Saved entries
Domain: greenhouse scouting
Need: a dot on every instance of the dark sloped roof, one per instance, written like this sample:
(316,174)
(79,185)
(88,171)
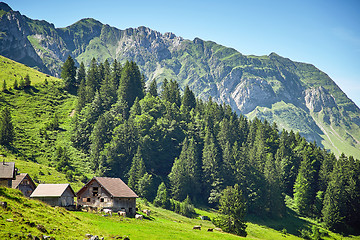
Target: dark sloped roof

EXERCISE DESCRIPTION
Return all the lines above exactly; none of the pictures should appear.

RESULT OF THIS EXERCISE
Domain: greenhouse scouting
Need: a dot on every instance of the dark sloped roof, one per instance, written like this sample:
(316,174)
(79,185)
(88,171)
Target: dark sloped roof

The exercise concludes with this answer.